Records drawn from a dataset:
• • • •
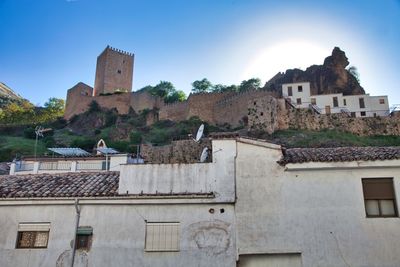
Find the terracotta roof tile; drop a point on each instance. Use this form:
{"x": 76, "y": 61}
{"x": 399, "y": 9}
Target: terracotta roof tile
{"x": 77, "y": 184}
{"x": 338, "y": 154}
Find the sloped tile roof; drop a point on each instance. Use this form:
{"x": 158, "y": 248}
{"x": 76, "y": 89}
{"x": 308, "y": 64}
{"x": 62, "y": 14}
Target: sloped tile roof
{"x": 337, "y": 154}
{"x": 79, "y": 184}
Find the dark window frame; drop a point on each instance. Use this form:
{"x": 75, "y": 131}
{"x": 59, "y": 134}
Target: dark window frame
• • • •
Wherever a line in the records above includes "dark", count it, then give the total and nothing besides.

RESPONSE: 2